- [THE PROBLEM]: Return the data below word for word, keeping every line in its original order but leaving out the pictures.

--- Begin DATA SUPPLIED ---

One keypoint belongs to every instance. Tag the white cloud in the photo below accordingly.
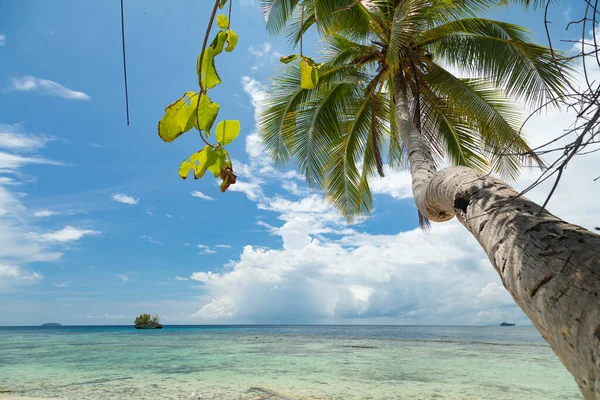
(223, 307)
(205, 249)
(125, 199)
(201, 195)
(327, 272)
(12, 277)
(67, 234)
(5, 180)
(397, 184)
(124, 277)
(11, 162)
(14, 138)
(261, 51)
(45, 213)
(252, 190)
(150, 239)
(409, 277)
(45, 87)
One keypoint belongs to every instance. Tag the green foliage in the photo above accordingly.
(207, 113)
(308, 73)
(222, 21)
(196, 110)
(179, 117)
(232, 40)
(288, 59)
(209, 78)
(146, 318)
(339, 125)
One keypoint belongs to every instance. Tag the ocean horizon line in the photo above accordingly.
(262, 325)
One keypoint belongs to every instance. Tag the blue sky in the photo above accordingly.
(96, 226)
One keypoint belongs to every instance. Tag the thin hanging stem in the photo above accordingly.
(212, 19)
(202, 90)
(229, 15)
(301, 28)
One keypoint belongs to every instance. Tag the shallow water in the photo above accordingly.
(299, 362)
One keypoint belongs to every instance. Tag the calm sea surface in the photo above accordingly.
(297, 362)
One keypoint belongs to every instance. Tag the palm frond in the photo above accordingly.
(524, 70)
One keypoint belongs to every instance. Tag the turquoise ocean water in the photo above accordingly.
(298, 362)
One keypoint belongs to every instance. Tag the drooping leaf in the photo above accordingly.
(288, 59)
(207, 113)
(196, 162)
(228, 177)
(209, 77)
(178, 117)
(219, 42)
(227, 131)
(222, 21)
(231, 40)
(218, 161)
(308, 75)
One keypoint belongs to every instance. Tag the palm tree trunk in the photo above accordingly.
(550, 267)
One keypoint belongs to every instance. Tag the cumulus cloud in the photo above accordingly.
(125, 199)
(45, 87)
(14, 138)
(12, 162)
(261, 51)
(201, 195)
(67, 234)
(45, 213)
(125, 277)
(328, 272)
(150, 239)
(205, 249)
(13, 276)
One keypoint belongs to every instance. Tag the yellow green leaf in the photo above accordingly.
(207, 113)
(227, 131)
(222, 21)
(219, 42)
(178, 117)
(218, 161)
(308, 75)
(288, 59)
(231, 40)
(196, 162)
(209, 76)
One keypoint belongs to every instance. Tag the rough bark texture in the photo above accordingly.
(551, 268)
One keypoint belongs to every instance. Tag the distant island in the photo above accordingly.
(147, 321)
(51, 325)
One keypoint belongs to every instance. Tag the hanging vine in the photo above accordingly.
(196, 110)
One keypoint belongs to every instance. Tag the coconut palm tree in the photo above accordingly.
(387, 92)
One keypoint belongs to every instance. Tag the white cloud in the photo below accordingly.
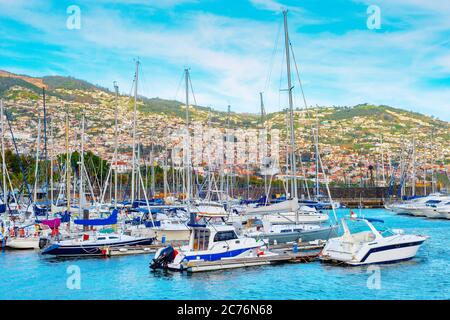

--- End DATA SUPPLIED ---

- [SOLUTION FOR THIS TASK]:
One keypoint belongs to every instance. Tag the white cloud in the photo below accordingly.
(223, 307)
(205, 249)
(125, 199)
(201, 195)
(327, 272)
(12, 277)
(67, 234)
(5, 180)
(397, 184)
(124, 277)
(11, 162)
(14, 138)
(261, 51)
(45, 213)
(252, 190)
(150, 239)
(409, 277)
(45, 87)
One keypoint belongs to every instance. Tag the green foliage in the photo above accordingly.
(207, 113)
(308, 73)
(222, 21)
(196, 110)
(179, 117)
(232, 40)
(288, 59)
(209, 78)
(146, 318)
(339, 125)
One keypoint belongs to every instance. Tag the ocean horizon line in the photo above accordingly.
(262, 325)
One keypoint belongs to every instance. Tag the blue sky in the photo above accordingly.
(96, 226)
One keypoint belongs to every instance. Tag the thin hanging stem in the photo above accordingly.
(212, 19)
(202, 90)
(229, 15)
(301, 28)
One keypoint belongs to every instance. Tag the shallow water in the photo above accordingly.
(299, 362)
One keypoint belongs to every instance. Tag the calm sea surface in the photo above accordingly.
(297, 362)
One keypoint belongs to every instance. Tag the palm frond in the photo above accordingly.
(524, 70)
One keypoint belongs to every instance. Tag the turquoise ocean water in the photo above accordingly.
(298, 362)
One keypoint belongs to every instance. Tag the drooping leaf in the photo above accordingly.
(288, 59)
(207, 113)
(196, 162)
(228, 177)
(209, 77)
(178, 117)
(219, 42)
(227, 131)
(222, 21)
(231, 40)
(218, 161)
(308, 75)
One keypoint belongs to every instance. Tag the palm tree trunk in the photo above accordingly.
(550, 267)
One keypoint belongs to every instance. Tag the cumulus cloud in the photo above accordingly.
(125, 199)
(45, 87)
(14, 138)
(12, 162)
(261, 51)
(201, 195)
(67, 234)
(45, 213)
(125, 277)
(328, 272)
(150, 239)
(205, 249)
(13, 276)
One keypoint belongs to every instance. Tag the yellow green leaf in the photo above accordingly.
(207, 113)
(227, 131)
(222, 21)
(219, 42)
(178, 117)
(218, 161)
(308, 75)
(288, 59)
(231, 40)
(196, 162)
(209, 76)
One keypoint belongs to every instance. Tag the rough bark texture in the photo above accordingly.
(551, 268)
One keypoint belongs to every instance. Tag the distant island in the photo above accordingly.
(147, 321)
(51, 325)
One keypoint belongs to every instance. Tag the hanging vine in the photo above accordingly.
(196, 110)
One keypoint belongs to every instance. Tag the coconut palm tree in the photo above accordingly.
(387, 92)
One keypoint belongs to every instance. Tag the white cloud in the photo below accordingly.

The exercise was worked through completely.